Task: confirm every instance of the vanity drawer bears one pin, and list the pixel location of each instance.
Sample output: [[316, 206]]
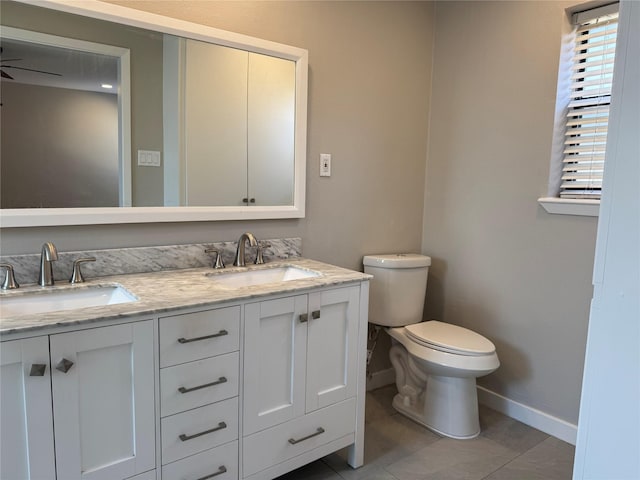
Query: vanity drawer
[[202, 429], [194, 384], [192, 336], [272, 446], [221, 461]]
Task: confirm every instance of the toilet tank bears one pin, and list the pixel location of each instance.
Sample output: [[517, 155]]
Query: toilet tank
[[398, 287]]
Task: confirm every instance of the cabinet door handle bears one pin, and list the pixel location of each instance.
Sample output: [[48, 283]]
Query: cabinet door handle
[[220, 426], [217, 382], [293, 441], [222, 469], [64, 365], [37, 370], [221, 333]]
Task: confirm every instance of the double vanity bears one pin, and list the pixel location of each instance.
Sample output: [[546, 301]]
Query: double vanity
[[194, 373]]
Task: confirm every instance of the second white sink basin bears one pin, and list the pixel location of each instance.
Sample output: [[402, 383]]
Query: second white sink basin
[[41, 301], [250, 278]]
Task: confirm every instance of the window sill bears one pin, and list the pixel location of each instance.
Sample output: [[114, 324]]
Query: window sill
[[570, 206]]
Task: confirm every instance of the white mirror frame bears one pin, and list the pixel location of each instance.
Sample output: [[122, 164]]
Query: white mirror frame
[[38, 217]]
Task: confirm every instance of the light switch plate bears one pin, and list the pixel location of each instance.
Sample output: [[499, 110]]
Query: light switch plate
[[325, 164], [148, 158]]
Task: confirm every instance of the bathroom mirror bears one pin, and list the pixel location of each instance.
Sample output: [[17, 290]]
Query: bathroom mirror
[[181, 74]]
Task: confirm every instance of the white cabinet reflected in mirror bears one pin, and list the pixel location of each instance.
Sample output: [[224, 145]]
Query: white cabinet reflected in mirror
[[226, 114]]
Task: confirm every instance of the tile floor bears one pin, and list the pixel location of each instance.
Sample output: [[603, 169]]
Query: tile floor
[[399, 449]]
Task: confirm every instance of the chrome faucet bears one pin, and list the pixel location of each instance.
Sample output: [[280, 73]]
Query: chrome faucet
[[240, 260], [48, 256]]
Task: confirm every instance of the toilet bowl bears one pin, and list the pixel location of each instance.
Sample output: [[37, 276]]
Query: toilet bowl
[[436, 364]]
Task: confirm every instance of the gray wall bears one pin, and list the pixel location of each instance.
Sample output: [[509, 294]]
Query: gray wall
[[369, 78], [503, 266], [59, 147]]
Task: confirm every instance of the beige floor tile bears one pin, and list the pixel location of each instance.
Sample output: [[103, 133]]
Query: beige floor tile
[[378, 403], [314, 471], [453, 459], [508, 432], [550, 460]]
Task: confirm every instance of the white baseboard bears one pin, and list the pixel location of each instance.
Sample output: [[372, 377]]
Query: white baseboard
[[529, 416], [381, 379]]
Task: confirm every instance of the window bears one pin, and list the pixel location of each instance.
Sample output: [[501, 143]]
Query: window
[[584, 97]]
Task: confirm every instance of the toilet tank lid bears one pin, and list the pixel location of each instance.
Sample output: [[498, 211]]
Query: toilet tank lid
[[397, 260]]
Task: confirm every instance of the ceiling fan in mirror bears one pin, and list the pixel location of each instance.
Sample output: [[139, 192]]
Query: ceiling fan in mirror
[[5, 66]]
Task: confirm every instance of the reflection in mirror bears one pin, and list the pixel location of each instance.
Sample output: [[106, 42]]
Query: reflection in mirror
[[60, 114], [226, 118]]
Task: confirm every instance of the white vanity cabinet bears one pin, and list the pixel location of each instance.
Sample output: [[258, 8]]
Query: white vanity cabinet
[[300, 377], [98, 391], [26, 444], [199, 384], [245, 388]]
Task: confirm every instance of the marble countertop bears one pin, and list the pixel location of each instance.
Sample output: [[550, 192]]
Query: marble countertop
[[166, 291]]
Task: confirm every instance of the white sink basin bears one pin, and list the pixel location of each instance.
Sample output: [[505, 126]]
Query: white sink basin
[[41, 301], [250, 278]]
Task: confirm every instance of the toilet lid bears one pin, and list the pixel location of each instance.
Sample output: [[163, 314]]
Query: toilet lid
[[449, 338]]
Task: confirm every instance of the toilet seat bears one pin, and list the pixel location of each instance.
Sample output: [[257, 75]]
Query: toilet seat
[[449, 338]]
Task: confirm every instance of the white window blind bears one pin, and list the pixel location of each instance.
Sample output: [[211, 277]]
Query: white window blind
[[588, 110]]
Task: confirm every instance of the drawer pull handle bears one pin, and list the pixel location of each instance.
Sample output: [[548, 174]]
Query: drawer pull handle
[[64, 365], [220, 426], [37, 370], [293, 441], [217, 382], [221, 333], [222, 469]]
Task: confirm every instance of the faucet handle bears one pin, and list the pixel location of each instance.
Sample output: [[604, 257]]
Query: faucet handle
[[261, 247], [218, 263], [76, 274], [9, 279]]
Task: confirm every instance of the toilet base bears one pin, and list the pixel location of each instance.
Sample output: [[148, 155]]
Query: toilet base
[[448, 406]]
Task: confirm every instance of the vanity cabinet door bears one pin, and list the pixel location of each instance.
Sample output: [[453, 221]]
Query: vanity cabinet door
[[332, 357], [103, 402], [275, 339], [26, 442]]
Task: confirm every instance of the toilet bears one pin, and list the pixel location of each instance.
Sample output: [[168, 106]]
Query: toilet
[[436, 364]]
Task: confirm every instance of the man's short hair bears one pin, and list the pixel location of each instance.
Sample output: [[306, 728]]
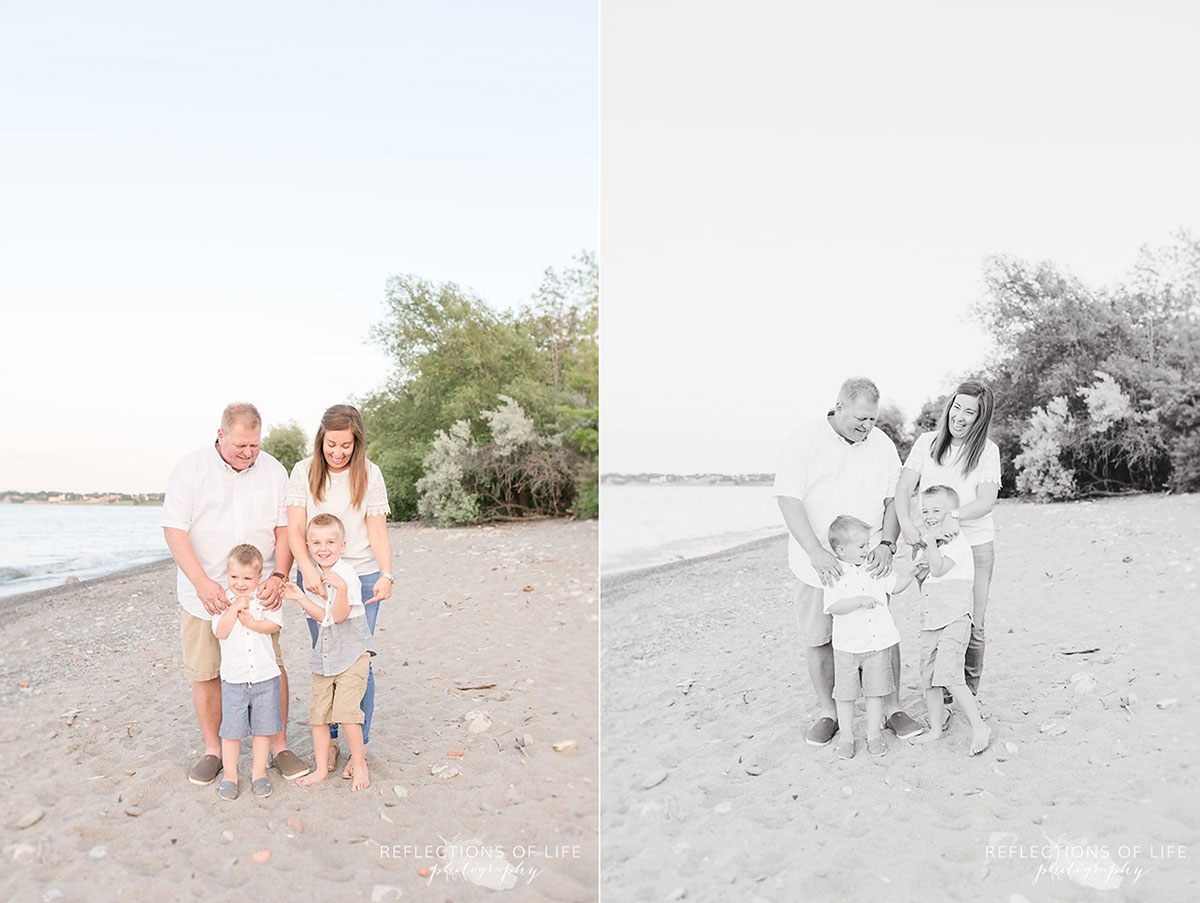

···

## WHAT IS NEEDED
Repeat the listing verbatim, pictures excluded.

## RESPONSE AREA
Task: confirm every instance of the vanity drawer bears one pin, and list the pixel location of each instance.
Sample output: [[316, 206]]
Query: vanity drawer
[[202, 429], [194, 384], [192, 336], [272, 446], [221, 461]]
Task: confirm every instance of the toilet tank bears one pin, and list the pixel location of each instance.
Sample output: [[517, 155]]
Query: toilet tank
[[398, 287]]
Task: confirm every instance of the cabinet door handle bears one pin, and list the pixel location of each instance.
Sample output: [[48, 283]]
Query: cabinet door handle
[[220, 426], [217, 382], [293, 441], [222, 469], [64, 365], [37, 370], [221, 333]]
Task: confirm every instance of the double vanity bears one pin, and list the pixel location of each instance.
Sample output: [[546, 301]]
Query: double vanity
[[194, 373]]
Task: confirm every instance of the second white sink basin bears one pin, and list the pixel location of each instance.
Sample output: [[402, 383]]
Query: second white sink basin
[[41, 301], [250, 278]]
Task: confirm every instance of the window sill bears one pin, and list the pixel location of each instance.
Sample output: [[114, 324]]
Query: window sill
[[570, 206]]
Task: confirm every instance of the white mirror frame bears one pin, and list the pixel location of each instance.
Sample output: [[122, 164]]
Query: white mirror frame
[[38, 217]]
Task: confirm every instance of the light switch plate bears one pin, and list the pixel location of each instance.
Sample output: [[499, 110]]
Query: light switch plate
[[325, 164], [148, 158]]
Task: confirm every instance of the bathroom mirror bears one pin, and list the pixel location of each instance.
Sample output: [[17, 290]]
Query: bathroom mirror
[[181, 74]]
Task: confirm every instance of the white cabinet reflected in mirror bears one pin, and list the pixel location of each instance.
Sample output: [[224, 145]]
Query: white cabinet reflected in mirror
[[226, 114]]
Task: confirm every instance of the tile floor bears one pin, and list the pixel location of each instance.
Sample output: [[603, 169]]
Query: tile floor
[[399, 449]]
Task: confirm every instance of the chrome faucet bears one pin, and list the pixel location of each instance.
Sample output: [[280, 73]]
Query: chrome faucet
[[240, 260], [48, 256]]
Task: confirm every instance of the toilet bowl bears one pin, and list the pixel location of each instance.
Sample output: [[37, 276]]
Query: toilet bowl
[[436, 364]]
Task: confirm every instance of the gray wall bears one pin, and list the pixel location of each instance.
Sample output: [[509, 294]]
Query: gray wall
[[369, 78], [503, 266], [59, 147]]
Task: confirm every instance of the beige floor tile bears one pin, and list the pixel location of each instance.
Sample output: [[103, 133]]
Query: beige floor tile
[[378, 403], [314, 471], [453, 459], [508, 432], [550, 460]]
Task: confirm every instance of the white baseboard bears one pin, and list the pixel location of each instance.
Sample output: [[372, 377]]
Query: white baseboard
[[529, 416], [381, 379]]
Task: confirm every instance of the window bears one pin, and list the pixel location of each instance.
Sample output: [[501, 143]]
Query: window
[[584, 97]]
Task: confirm every instance of the toilet tank lid bears one pin, and list the pixel location of each instance.
Sample output: [[498, 211]]
Query: toilet tank lid
[[397, 260]]
Task: confirm every instance of the ceiling fan in mirror bears one pin, and list the pixel location of each instance.
Sample output: [[139, 192]]
Query: ceiling fan in mirror
[[5, 66]]
Task: confirm every instance of the reflection in mirror bears one pin, and list the pixel location of each instance.
Sample output: [[106, 42]]
Query: reflection in mirror
[[60, 114], [226, 118]]
Task: confirm every instance of the white vanity cabinet bears one pin, and list the pixel location of each instance.
Sample output: [[258, 8]]
Query: white vanity cabinet
[[300, 377], [98, 391], [26, 444], [199, 384], [245, 388]]
Task: confirm every instance of the marble countertop bears one pin, and list the pixel location of each instance.
Sample output: [[550, 192]]
Query: marble countertop
[[166, 291]]
Task: confirm every instance of the white sink basin bears one pin, and list the pixel location of each instance.
Sample output: [[505, 126]]
Query: white sink basin
[[41, 301], [250, 278]]
Task: confirm every instance of the toilet lid bears one pin, and list the pixel location of each instance.
Sample output: [[163, 314]]
Query: toilet lid
[[449, 338]]
Task: confirm every instance of the toilet seat bears one pin, and list the pixel location of each instance.
Sample output: [[257, 75]]
Query: toilet seat
[[449, 338]]
Task: confirm every instance of the white window blind bears one pin, and list the pixel location of each instance.
Sample output: [[211, 277]]
Query: white window blind
[[588, 110]]
Task: confirm every instance of the drawer pull handle bears one pin, and list the pixel location of each instance.
Sample output: [[548, 174]]
Query: drawer pull handle
[[64, 365], [220, 426], [37, 370], [293, 441], [217, 382], [221, 333], [222, 469]]
Task: confirm every instance of the faucet handle bears one pin, and list the pixel location of each instance.
Sample output: [[604, 257]]
Query: faucet handle
[[261, 247], [218, 263], [76, 274], [9, 279]]
Task: confirm every instance of the toilet base bears one pin, and list the pixel location of each instance.
Sample output: [[148, 155]]
Query: toilet base
[[448, 406]]
Task: confirm every instance of the vanity cabinet door bears one pin, and list the pixel location of each instance.
Sample output: [[453, 221]]
Query: vanity cabinet door
[[332, 357], [103, 402], [275, 339], [26, 442]]
Task: confirm every instance of the toilet bears one pin, and list the pixel location of each instance.
Sample output: [[168, 106]]
Query: toilet
[[436, 364]]
Task: confirm every instance of the man's short hair bears one pin, and list the pixel location of each instance.
Sample output: [[306, 728]]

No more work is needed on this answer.